## Exercise prompt
Reproduce every line of the material below as a numbered list, skipping any blank lines.

^^^^^^^^^^^^^^^^

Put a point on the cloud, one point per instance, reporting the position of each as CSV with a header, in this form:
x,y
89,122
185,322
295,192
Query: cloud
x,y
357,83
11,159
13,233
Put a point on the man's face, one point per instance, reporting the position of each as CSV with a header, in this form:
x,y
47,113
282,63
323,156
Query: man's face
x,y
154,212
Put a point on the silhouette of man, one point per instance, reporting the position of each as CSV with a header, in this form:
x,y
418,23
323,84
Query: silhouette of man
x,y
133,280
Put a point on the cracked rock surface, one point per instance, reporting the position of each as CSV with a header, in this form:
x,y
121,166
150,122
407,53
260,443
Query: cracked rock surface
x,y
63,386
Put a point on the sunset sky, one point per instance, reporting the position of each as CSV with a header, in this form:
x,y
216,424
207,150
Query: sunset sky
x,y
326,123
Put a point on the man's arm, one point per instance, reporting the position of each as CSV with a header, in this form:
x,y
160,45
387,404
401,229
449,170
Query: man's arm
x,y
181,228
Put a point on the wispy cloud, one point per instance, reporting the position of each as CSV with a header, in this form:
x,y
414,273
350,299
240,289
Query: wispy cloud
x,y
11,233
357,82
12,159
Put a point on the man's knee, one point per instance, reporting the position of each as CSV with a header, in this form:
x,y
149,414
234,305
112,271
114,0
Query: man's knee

^^^^^^^^^^^^^^^^

## In response
1. Put a point on the cloud, one point per instance, reporting the position of each as CSV with a header, in this form:
2. x,y
3. 89,122
4. 185,322
5. 295,192
6. Query: cloud
7. x,y
8. 357,83
9. 11,159
10. 13,233
11. Put a point on the man's face, one point per instance, reporting the position of each as CSV with a header, in this form:
12. x,y
13. 47,113
14. 282,63
15. 323,156
16. Query: man's face
17. x,y
18. 154,212
19. Put a point on the silhouette of man, one point per instance, reporting the position of each as CSV with a header, in this form:
20. x,y
21. 418,23
22. 323,84
23. Query: silhouette of man
24. x,y
25. 133,280
26. Put a point on the cracked rock surface, one point per instance, reporting the position of each as CSV with a header, in this form:
27. x,y
28. 121,166
29. 150,122
30. 407,53
31. 260,443
32. Query: cracked rock surface
33. x,y
34. 63,386
35. Put a point on the sunset sky, one point per instance, reporting the position of each as CSV with a header, in this form:
36. x,y
37. 216,424
38. 207,150
39. Query: sunset sky
40. x,y
41. 326,123
42. Put a point on the man's arm, one point per instance, reporting the position of each as CSV with a header, in this form:
43. x,y
44. 160,45
45. 387,404
46. 401,229
47. 449,170
48. Query: man's arm
49. x,y
50. 181,228
51. Put a point on the wispy cloud, one point per instance, reporting the position of each as CSV with a header, in this form:
52. x,y
53. 414,273
54. 350,299
55. 240,289
56. Query: wispy cloud
57. x,y
58. 11,233
59. 357,82
60. 12,159
61. Put a point on the man's knee, one point per instance, reporting the position of each as CSV with a header, in this form:
62. x,y
63. 149,414
64. 234,305
65. 112,271
66. 114,0
67. Query: man's knee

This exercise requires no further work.